*Tasks to carry out:*
1. Set down everything in the garden text from "Spinach sometimes has" down to "over the years.", with no changes.
2. In the garden text, which spinach variety overwinters in the Connecticut garden with no protection?
3. Please extend the text on overwintering kale and spinach, starting after its last sentence.

However, if you garden in zones 6 and below, then a more careful consideration must be taken if your intention if to overwinter your kale plants in the open. My choice of kale for overwintering are Red Russian Kale and its twin, the White Russian Kale, closely followed by the well known Vates Blue Scotch Curled Kale.
All these kales make it through the winter unprotected in our garden. This doesn't mean that they actively grow in the midst of a January blizzard! They are likely to stop their growth and lose their leaves, but comes spring I am always rewarded for my fate in their resilience by a rare treat impossible to find in the grocery stores: tiny "kalettes" bunches, growing like Brussel sprouts along the now large and barren main stem. To grow these tiny delights, I keep my spring planted kale in the garden all summer long, disregarding the pest damage that is inevitable to the July and August months. The plants then grow large and wide, with stems often reaching 3 inches in diameter! This allows the plants to be sturdy enough to survive the winter and produce kalettes in the spring.
Another bonus to this method: kale florets are a wonderful broccoli substitute!
Such a treat is a welcome crop in what is known as the hunger gap, those few months where spring crops are not producing yet and winter crops are long gone.
Spinach sometimes has a reputation as a finicky, hard to grow crop. While spinach has its demands on the gardeners when it comes to fertility and temperature, it is not necessarily a hard crop to grow.
For a successful spinach crop, everything hinges on 2 things: timing and the choice of variety. Spinach is such a popular crop that hundreds of varieties, both hybrids and heirloom, have been refined and commercialized over the years.
Choosing the ones that will grow well in your particular climate can be a hassle, but it will be well worth your time.
After many years of trial, we settled on a unique variety of spinach hailing from France called Monstrueux de Viroflay. This large spinach overwinters in our Connecticut garden with no protection and resists bolting in the spring longer than any other we have tried.

*Supplied material:*
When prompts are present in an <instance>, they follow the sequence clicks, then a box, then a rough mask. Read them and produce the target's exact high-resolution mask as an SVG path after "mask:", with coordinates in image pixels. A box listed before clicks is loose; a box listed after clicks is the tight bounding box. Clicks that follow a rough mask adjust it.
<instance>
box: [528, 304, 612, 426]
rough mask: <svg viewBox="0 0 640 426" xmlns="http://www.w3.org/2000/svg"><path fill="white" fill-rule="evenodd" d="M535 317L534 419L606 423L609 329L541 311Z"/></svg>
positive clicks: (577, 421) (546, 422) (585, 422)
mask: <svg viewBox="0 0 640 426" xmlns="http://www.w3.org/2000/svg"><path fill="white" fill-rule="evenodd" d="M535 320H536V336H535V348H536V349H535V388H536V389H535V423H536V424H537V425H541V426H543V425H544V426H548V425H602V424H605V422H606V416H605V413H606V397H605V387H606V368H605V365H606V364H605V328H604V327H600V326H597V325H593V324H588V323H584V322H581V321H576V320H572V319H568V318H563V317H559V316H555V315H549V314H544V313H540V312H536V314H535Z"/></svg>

*Exercise answers:*
1.
Spinach sometimes has a reputation as a finicky, hard to grow crop. While spinach has its demands on the gardeners when it comes to fertility and temperature, it is not necessarily a hard crop to grow.
For a successful spinach crop, everything hinges on 2 things: timing and the choice of variety. Spinach is such a popular crop that hundreds of varieties, both hybrids and heirloom, have been refined and commercialized over the years.

2. Monstrueux de Viroflay, a variety from France.

3.
It produces large, delicious leaves all winter and while not especially fast growing, it is well worth the wait when it comes to overall yield.
To harvest a fabulous crop of winter and spring spinach, follow these guidelines: plant your seeds in very fertile soil, rich in nitrogen, about 4 weeks before the first frost. I always make a point to amend my soil with the best compost just before planting my spinach, regardless of previous soil amendment. It's just that demanding!
Spinach seeds will germinate better in damp and cold conditions, so make sure to keep them well watered. Protect your young plants from drying up at all costs and your will be well rewarded just after the first few frosts. The plants will then take off, producing more and more delicious leaves. Pick them often and they will keep yielding!
There it is! My first choice when it comes to cold hardiness and yield all winter long!
Tatsoi is a staple in many Asian countries and is becoming more and more known in America's garden. It's a very good thing because few leafy greens can compare to the sweet, complex flavor of those spoon shaped powerhouse of the garden!
Tatsoi is a true superfood if there ever was one. No other leafy green has as much vitamin A, C, K, iron and calcium as this cute little rosette shaped plant.
It also grows incredibly fast and is heat tolerant to boost, making it a wonderful spring crop.
Children tend to love the taste of the tiny, shiny leaves as well, or at least mine does! There is no bitterness to be found in tatsoi, unlike other leafy greens, only a slight nutty flavor and a crunchy bite.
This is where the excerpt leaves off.